Point-per-instance localization data
=== Begin Enclosure ===
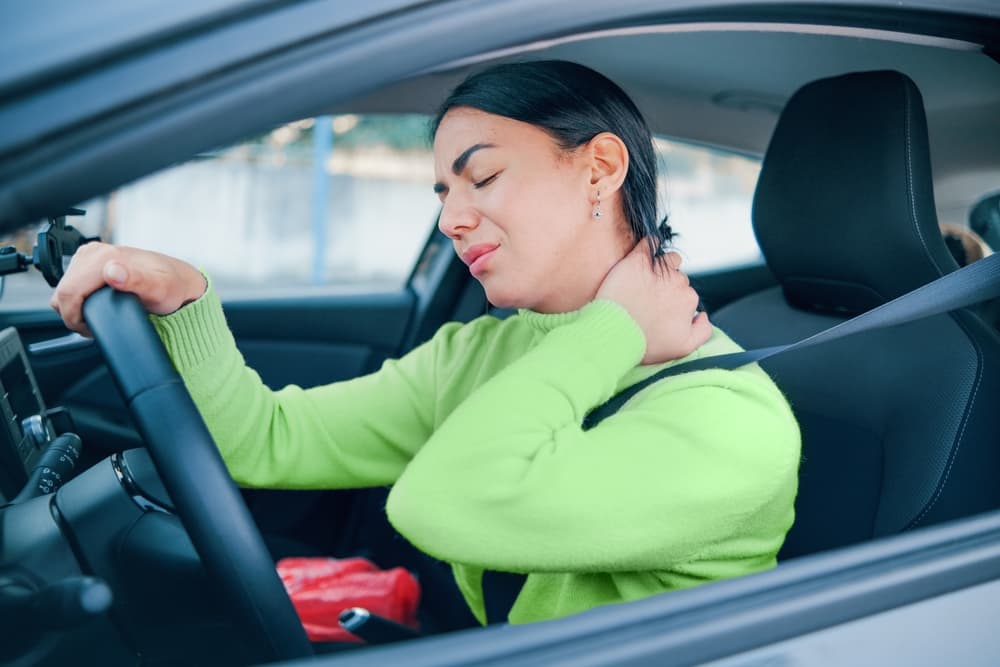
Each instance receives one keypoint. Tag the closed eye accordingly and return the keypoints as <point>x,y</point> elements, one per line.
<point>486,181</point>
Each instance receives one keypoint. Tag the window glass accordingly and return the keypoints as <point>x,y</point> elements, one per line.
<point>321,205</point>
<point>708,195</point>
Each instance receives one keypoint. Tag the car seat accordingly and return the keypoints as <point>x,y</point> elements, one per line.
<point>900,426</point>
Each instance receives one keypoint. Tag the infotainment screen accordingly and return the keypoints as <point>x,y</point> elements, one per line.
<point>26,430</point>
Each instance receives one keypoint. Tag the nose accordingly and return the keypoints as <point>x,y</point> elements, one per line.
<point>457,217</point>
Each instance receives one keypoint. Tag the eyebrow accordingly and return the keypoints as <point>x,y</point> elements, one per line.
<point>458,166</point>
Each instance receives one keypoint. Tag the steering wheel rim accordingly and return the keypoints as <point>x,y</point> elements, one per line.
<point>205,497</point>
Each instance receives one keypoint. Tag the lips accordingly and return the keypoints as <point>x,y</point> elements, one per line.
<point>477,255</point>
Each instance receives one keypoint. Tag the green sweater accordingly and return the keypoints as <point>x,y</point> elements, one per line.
=== End Enclosure ===
Take the lines above from the one holding "Each instance receives one keypoint. Tag the steering" to the last and output them exactly.

Each instance receives one keypoint. Tag the steering wheel rim accordingly and return the keypoints as <point>x,y</point> elements, one per line.
<point>205,497</point>
Each instance receives one keypoint. Tag the lips accordingly and return the keypoints as <point>x,y</point> elements, one per line.
<point>477,255</point>
Each instance receives one keypoint. Tag the green sweater accordingly and return the keypoints as <point>x,y</point> elements, one per line.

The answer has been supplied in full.